## Exercise
Please retype a passage from the excerpt on the Labour Together report word for word. Begin at the words "Labour did well" and stop after "of next week.".

## Excerpt
■ ■ ■ ■

The report deliberately leaves its conclusions open to interpretation.

It was welcomed by the right as proof that Labour can’t win with a left wing leader.

Yet many of the facts in the report point to the fact that Labour haemorrhaged support under its governments.

Labour did well in the 2017 election because Corbyn’s leadership appeared to offer a radical break from that.

But after two years of right wing attacks on Corbyn, and his decisions to make concessions to them, Labour gave up that sense of radicalism.


Not a mass movement

The Labour Together report finished with vague calls to build a party and a “movement” that can deliver “real change, particularly on the economy”.

This allows Labour to keep the rhetoric of Jeremy Corbyn’s leadership, which often spoke of building a “movement” outside parliament centred on “community organising”.

In reality this meant electioneering and campaigning to build support for Labour that had little to do with building working class struggle.

Meanwhile activists involved in Momentum—the organisation of left wing Labour members—are campaigning in its internal elections, which end on Tuesday of next week.

Momentum’s pledge to become a mass movement outside parliament never became a reality. 

It focused instead on winning positions inside Labour and on running election campaigns. 

Two factions—Momentum Renewal and Forward Momentum—are both competing to “transform” the organisation. Both factions talk about unity, democracy and building an outward-looking campaign.

Yet both effectively point activists towards fighting years-long internal battles inside Momentum and the Labour Party—and away from struggles outside.

■ ■ ■ ■

## Data entries
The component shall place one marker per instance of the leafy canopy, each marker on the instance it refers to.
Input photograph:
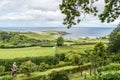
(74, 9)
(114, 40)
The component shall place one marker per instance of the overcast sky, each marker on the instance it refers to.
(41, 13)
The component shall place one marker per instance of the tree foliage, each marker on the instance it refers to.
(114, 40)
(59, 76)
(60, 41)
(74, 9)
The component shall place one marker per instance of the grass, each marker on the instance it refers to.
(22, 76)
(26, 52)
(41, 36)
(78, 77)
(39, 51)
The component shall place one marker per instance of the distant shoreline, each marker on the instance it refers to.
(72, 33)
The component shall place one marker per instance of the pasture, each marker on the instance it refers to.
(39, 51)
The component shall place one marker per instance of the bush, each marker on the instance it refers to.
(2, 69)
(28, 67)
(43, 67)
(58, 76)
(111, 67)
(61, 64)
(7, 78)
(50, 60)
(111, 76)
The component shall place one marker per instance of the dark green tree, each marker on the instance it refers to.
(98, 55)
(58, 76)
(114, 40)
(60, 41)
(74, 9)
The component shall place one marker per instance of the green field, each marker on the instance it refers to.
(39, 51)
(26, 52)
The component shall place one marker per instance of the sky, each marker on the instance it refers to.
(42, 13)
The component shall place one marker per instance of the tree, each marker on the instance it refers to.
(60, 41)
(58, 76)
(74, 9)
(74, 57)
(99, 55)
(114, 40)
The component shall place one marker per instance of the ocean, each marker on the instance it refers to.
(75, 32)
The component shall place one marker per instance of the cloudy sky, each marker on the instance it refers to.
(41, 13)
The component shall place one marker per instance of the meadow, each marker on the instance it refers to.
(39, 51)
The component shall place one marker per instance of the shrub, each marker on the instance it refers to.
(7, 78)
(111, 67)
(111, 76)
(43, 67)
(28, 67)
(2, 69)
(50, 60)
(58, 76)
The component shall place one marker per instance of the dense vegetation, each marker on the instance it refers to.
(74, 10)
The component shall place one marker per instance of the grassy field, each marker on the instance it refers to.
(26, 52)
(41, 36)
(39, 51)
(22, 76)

■ ■ ■ ■

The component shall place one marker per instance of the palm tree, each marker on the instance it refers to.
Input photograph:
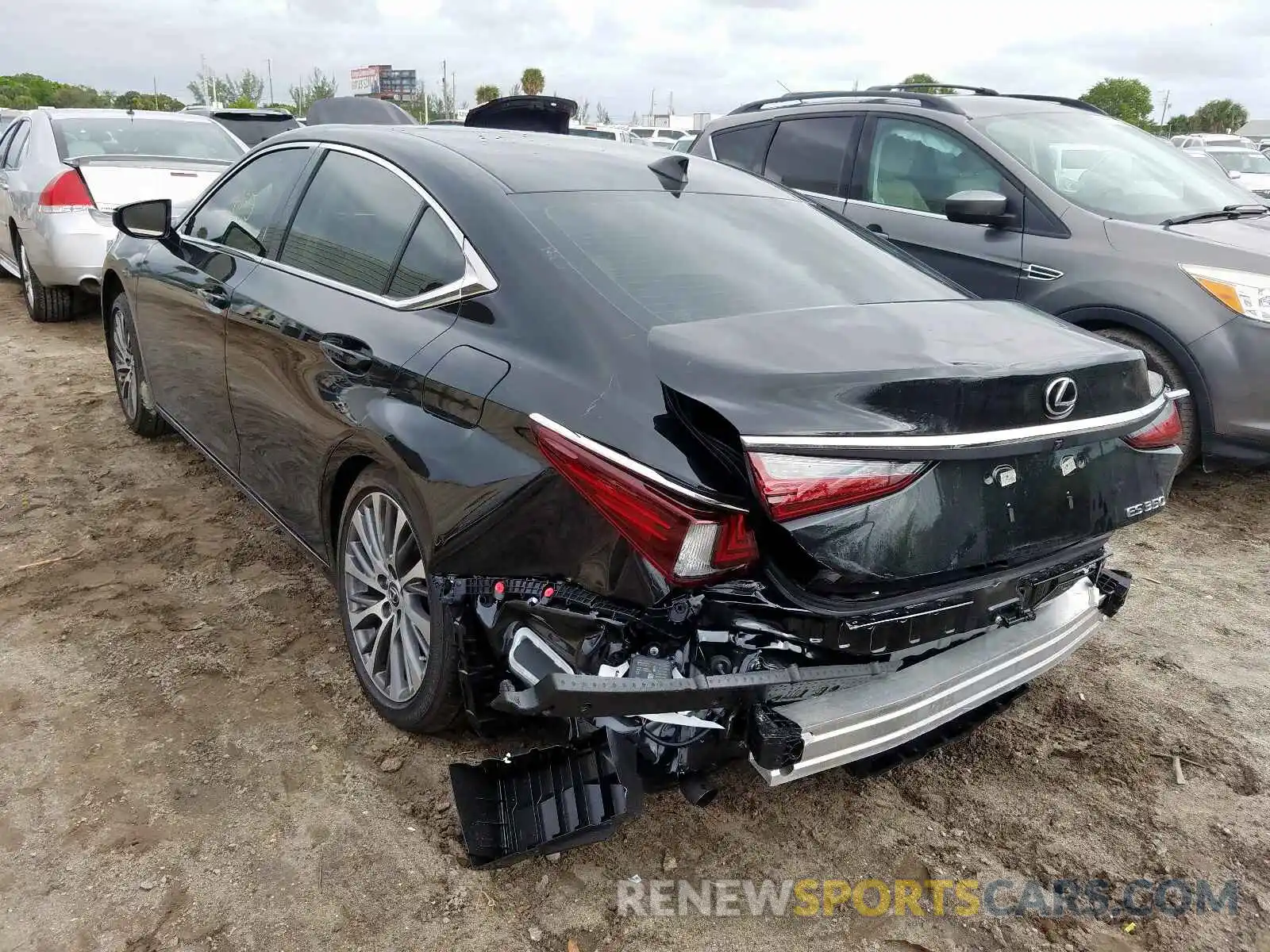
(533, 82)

■ ■ ■ ■

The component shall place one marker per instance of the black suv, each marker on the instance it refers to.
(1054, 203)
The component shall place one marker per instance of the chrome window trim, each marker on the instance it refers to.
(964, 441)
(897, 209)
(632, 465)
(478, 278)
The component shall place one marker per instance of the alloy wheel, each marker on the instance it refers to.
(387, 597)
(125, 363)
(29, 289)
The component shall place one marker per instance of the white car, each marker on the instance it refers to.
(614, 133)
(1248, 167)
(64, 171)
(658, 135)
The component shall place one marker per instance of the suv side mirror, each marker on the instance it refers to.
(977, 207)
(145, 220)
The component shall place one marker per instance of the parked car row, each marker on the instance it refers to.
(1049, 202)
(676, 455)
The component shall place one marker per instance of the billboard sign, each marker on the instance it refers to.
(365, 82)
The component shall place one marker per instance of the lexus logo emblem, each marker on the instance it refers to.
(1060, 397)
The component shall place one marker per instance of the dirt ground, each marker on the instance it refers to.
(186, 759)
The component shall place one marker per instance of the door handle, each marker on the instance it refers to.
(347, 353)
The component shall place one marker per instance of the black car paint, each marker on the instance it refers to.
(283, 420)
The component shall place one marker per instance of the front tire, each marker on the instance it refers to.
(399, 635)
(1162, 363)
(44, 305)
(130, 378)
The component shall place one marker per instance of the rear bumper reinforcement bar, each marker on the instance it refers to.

■ ■ ■ ■

## Final result
Labour did well in the 2017 election because Corbyn’s leadership appeared to offer a radical break from that.

But after two years of right wing attacks on Corbyn, and his decisions to make concessions to them, Labour gave up that sense of radicalism.


Not a mass movement

The Labour Together report finished with vague calls to build a party and a “movement” that can deliver “real change, particularly on the economy”.

This allows Labour to keep the rhetoric of Jeremy Corbyn’s leadership, which often spoke of building a “movement” outside parliament centred on “community organising”.

In reality this meant electioneering and campaigning to build support for Labour that had little to do with building working class struggle.

Meanwhile activists involved in Momentum—the organisation of left wing Labour members—are campaigning in its internal elections, which end on Tuesday of next week.